[Stored items]
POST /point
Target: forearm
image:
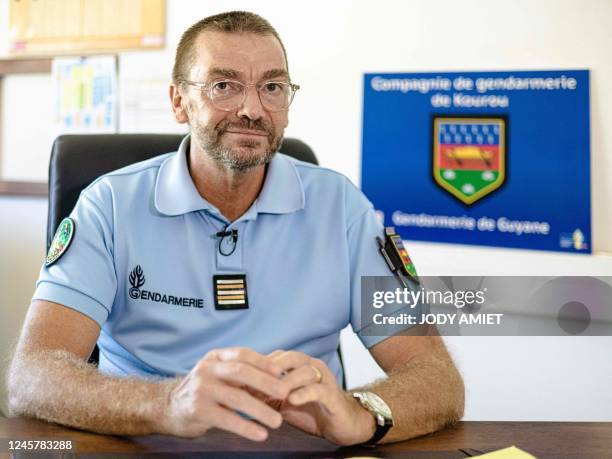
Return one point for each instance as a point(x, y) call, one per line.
point(424, 394)
point(59, 387)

:: Task item ::
Please print the entries above exactly. Skip every picture.

:: Solution to this exercise ::
POST /point
Target: forearm
image:
Return one point for each instance as a point(x, y) call, one per line.
point(424, 394)
point(59, 387)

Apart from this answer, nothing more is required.